_EXERCISE AIM_
Carry on the review of the BBC One series Rebus, picking up after its final sentence.

_EXTRACT PROVIDED_
- - -

Rebus on BBC One review: this unrelentingly bleak show has flashes of brilliance

The first five minutes of Rebus set the tone for the entire show quite neatly. A police officer is critical at the scene of a car accident. And burning with righteous fury, detective John Rebus sneaks into an ambulance where the suspect is being held and attempts to suffocate him then and there.

As that opening suggests, the BBC’s newest six-part series is an unrelentingly bleak show that does not pull its punches – not a surprise, considering the material it’s based on: Ian Rankin’s dark Inspector Rebus books. And like the Rebus novels, the show manages to be both twisty and gripping.

Set in Edinburgh, we’re introduced to a younger version of John Rebus than the one we’re used to in the source material. Played with barely-concealed menace by Richard Rankin, this Rebus is a therapist’s nightmare.

- - -

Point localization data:
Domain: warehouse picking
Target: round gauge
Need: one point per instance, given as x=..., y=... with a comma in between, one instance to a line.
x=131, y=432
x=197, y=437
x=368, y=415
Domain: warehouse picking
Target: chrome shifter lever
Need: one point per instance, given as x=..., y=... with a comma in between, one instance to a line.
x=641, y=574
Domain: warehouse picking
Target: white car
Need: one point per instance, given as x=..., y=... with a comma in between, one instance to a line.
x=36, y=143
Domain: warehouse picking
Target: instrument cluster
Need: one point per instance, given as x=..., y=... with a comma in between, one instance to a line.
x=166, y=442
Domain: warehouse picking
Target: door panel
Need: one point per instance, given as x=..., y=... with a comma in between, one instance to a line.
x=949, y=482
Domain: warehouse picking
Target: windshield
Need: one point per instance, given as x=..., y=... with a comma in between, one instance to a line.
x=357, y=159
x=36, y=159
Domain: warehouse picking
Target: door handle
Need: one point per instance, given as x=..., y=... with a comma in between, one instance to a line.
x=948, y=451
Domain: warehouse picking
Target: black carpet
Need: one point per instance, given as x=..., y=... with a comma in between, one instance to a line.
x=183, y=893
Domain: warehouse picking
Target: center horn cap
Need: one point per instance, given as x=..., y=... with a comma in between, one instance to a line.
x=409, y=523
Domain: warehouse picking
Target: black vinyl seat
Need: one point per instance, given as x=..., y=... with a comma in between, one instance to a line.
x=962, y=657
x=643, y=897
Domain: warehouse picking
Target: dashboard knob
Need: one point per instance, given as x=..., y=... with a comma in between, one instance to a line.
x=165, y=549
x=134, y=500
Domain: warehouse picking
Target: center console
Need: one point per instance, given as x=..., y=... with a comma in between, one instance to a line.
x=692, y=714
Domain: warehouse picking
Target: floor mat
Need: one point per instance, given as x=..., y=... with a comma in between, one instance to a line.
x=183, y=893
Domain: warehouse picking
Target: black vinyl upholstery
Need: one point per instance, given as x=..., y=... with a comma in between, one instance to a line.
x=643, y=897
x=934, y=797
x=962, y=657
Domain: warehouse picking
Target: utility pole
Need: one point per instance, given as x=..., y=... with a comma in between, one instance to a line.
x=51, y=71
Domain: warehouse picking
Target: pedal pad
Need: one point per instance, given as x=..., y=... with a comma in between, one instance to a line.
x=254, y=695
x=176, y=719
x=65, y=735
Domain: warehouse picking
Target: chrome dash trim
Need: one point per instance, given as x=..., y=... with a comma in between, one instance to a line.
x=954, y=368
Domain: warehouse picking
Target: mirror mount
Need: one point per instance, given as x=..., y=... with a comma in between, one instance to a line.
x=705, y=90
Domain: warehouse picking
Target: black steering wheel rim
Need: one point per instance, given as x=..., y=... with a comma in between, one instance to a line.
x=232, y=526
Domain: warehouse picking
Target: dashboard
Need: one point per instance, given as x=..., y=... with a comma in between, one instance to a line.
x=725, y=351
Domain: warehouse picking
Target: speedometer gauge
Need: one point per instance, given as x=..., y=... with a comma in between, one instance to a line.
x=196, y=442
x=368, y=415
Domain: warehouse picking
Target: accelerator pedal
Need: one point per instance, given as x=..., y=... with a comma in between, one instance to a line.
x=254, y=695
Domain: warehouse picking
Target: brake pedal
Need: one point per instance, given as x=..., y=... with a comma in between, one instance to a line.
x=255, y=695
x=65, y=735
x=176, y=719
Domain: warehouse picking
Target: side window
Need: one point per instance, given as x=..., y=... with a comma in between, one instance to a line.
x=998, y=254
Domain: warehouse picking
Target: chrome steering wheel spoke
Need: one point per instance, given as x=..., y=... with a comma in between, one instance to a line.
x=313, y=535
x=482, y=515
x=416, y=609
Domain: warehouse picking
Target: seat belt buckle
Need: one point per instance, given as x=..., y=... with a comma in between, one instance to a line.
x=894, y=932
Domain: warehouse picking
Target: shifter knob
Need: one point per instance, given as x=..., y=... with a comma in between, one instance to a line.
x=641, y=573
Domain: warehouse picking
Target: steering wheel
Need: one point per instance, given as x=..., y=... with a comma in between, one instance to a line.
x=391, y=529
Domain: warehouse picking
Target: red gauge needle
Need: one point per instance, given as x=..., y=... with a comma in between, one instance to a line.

- - -

_RESPONSE FOR THIS EXERCISE_
He despises authority (the classic loner, he never does anything By The Book), he punches his brother Michael (Brian Ferguson) in the face on a family visit, and he has a very strained relationship with his daughter, whose new stepdad is apparently a kind, open-hearted millionaire: everything he himself is not.

But it’s not all happy families. Soon, a fresh case arrives on his desk when a prisoner on day leave is almost stabbed to death in broad daylight. And when he starts digging, Rebus discovers a spider’s web of deceit that swerves between Edinburgh’s criminal underworld, his own dark past and takes in a healthy dose of police corruption along the way.

Wrong’un: Ger Cafferty (Stuart Bowman) (BBC/Viaplay /Eleventh Hour/Mark Mainz)

Pre-watershed viewing this is not. The c-word is sprinkled around liberally. Characters do despicable things (Stuart Bowman’s gangster Ger Cafferty is particularly loathsome). And it’s violent: in one scene, a man has his throat cut in a hospital bed. In another, a boy has his finger snipped off with a pair of pliers.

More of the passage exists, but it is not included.